### Aim
Reproduce the material below line for line with no changes, but leave the picture out of your copy.

╔══

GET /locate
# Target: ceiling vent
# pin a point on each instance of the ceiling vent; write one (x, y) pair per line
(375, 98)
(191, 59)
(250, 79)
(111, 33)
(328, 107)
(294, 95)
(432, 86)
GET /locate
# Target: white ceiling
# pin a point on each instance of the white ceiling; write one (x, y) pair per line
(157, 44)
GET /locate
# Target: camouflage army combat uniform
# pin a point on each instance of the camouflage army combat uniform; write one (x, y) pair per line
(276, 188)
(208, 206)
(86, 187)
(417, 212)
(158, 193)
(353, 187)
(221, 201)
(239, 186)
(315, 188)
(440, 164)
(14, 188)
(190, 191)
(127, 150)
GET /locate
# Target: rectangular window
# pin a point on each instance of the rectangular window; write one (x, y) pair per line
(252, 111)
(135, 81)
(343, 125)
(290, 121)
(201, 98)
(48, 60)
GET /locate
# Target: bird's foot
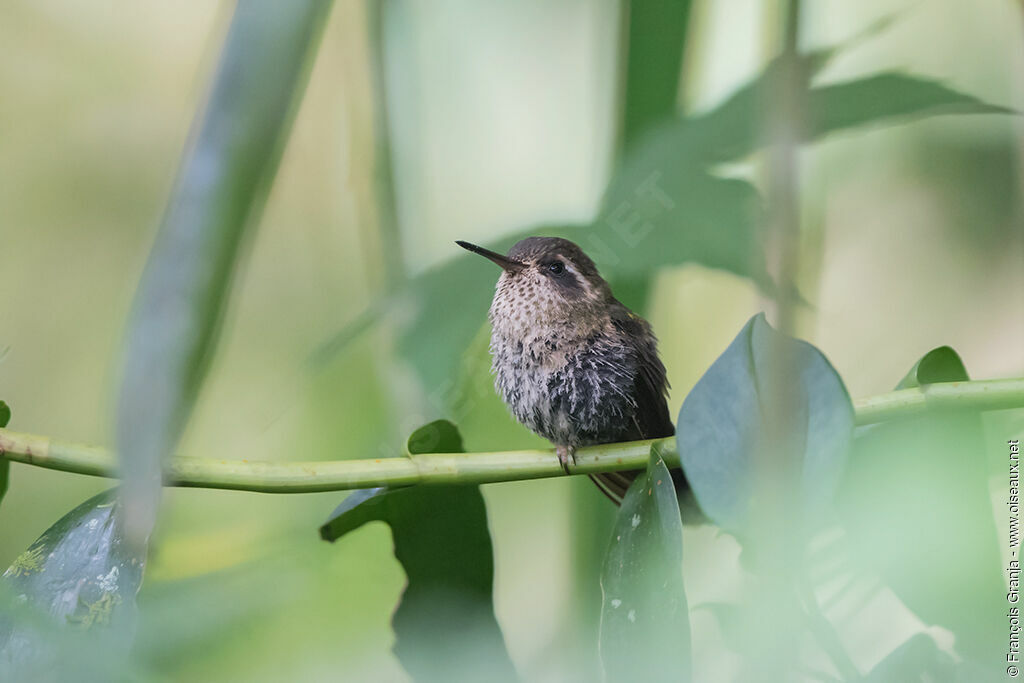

╚══

### Response to the task
GET /locate
# Target: ceiling vent
# pin a point on each instance of the ceiling vent; write one (x, y) pair per line
(375, 98)
(191, 59)
(250, 79)
(111, 33)
(328, 107)
(294, 95)
(432, 86)
GET /locate
# Target: white ceiling
# pin a point on each instance of the white ceiling; write one (x, y) pair per line
(157, 44)
GET /locate
# Target: camouflage army combat uniform
# pin a point on each instance of the camouflage army combat uniform; write one (x, y) pair per line
(276, 188)
(208, 206)
(86, 187)
(417, 212)
(158, 193)
(353, 187)
(221, 201)
(239, 186)
(315, 188)
(440, 164)
(14, 188)
(190, 191)
(127, 150)
GET /locate
# Target: rectangular window
# pin a point on each instance of the rectangular window; write one (x, y) pair per line
(252, 111)
(135, 81)
(343, 125)
(290, 121)
(201, 98)
(48, 60)
GET /locate
# Target: bird's foot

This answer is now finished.